> Prompt
Here the whole listing must be retyped exactly, with no line omitted.
##### Input data #####
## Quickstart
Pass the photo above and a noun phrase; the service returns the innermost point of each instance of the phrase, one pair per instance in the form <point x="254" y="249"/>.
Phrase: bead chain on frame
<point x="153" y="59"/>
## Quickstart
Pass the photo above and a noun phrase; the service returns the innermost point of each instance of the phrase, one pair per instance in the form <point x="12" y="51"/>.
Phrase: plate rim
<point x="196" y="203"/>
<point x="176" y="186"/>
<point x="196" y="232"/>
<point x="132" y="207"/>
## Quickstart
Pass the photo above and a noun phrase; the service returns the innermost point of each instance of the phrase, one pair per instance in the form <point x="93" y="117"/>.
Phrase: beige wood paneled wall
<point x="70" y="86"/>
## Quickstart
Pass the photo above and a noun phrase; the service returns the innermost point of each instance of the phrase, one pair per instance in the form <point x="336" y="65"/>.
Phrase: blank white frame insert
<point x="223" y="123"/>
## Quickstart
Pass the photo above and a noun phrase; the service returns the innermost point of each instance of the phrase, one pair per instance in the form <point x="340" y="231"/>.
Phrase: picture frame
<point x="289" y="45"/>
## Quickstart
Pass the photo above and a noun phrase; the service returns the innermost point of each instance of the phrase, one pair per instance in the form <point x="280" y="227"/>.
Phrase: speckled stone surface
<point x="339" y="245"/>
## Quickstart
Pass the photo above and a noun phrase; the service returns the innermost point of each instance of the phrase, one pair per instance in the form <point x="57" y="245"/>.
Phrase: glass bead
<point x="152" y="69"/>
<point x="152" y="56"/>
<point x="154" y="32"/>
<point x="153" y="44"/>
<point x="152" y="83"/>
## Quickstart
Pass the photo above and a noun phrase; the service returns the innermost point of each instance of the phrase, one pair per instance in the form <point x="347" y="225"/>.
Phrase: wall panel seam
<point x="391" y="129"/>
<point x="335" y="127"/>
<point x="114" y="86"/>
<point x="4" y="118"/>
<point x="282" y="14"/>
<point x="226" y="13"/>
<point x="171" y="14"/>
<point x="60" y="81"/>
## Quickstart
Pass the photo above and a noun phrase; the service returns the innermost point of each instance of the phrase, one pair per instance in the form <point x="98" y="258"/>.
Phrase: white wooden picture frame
#####
> Solved problem
## Quickstart
Pass the photo above and a noun phrase; the service returns the innermost point of each instance of the phrase, one pair per instance in the form <point x="254" y="249"/>.
Phrase: bead chain on frame
<point x="153" y="59"/>
## Quickstart
Pass the photo above and a noun phrase; the service returns the innermost point of each instance of the phrase, one pair per instance in the form <point x="12" y="51"/>.
Phrase: plate rim
<point x="196" y="203"/>
<point x="176" y="186"/>
<point x="196" y="232"/>
<point x="132" y="207"/>
## Quickstart
Pass the photo above and a noun phrase; the service returns the innermost point of each instance of the phrase, one pair per instance in the form <point x="93" y="117"/>.
Phrase: beige wood paneled wall
<point x="70" y="86"/>
## Quickstart
Pass the photo above and a noun phrase; the service returns the innermost point of each instance of the phrase, one pair per instance in the form <point x="336" y="65"/>.
Phrase: blank white frame insert
<point x="223" y="123"/>
## Quickstart
Pass the photo above and a noun phrase; the service returns the innermost point of each instance of the phrase, one pair per instance in the form <point x="340" y="231"/>.
Phrase: picture frame
<point x="289" y="45"/>
## Quickstart
Pass the photo above and a noun phrase; the service returns the innermost point of each instance of the phrase, one pair per instance in the form <point x="280" y="227"/>.
Phrase: speckled stone surface
<point x="339" y="245"/>
## Quickstart
Pass the photo above and a noun phrase; the service returns the innermost point of each instance of the phrase, one pair per instance in the form <point x="57" y="245"/>.
Phrase: glass bead
<point x="152" y="69"/>
<point x="152" y="56"/>
<point x="154" y="32"/>
<point x="153" y="44"/>
<point x="152" y="83"/>
## Quickstart
Pass the photo above and a noun phrase; the service returns the innermost point of each instance of the phrase, one pair per instance in the form <point x="347" y="225"/>.
Phrase: wall panel seam
<point x="391" y="129"/>
<point x="335" y="127"/>
<point x="114" y="86"/>
<point x="4" y="118"/>
<point x="282" y="14"/>
<point x="226" y="13"/>
<point x="171" y="14"/>
<point x="60" y="81"/>
## Quickstart
Pass the photo above and a noun phrase; the service returns the innermost point of each instance of the phrase, one pair per instance in the form <point x="98" y="258"/>.
Phrase: white wooden picture frame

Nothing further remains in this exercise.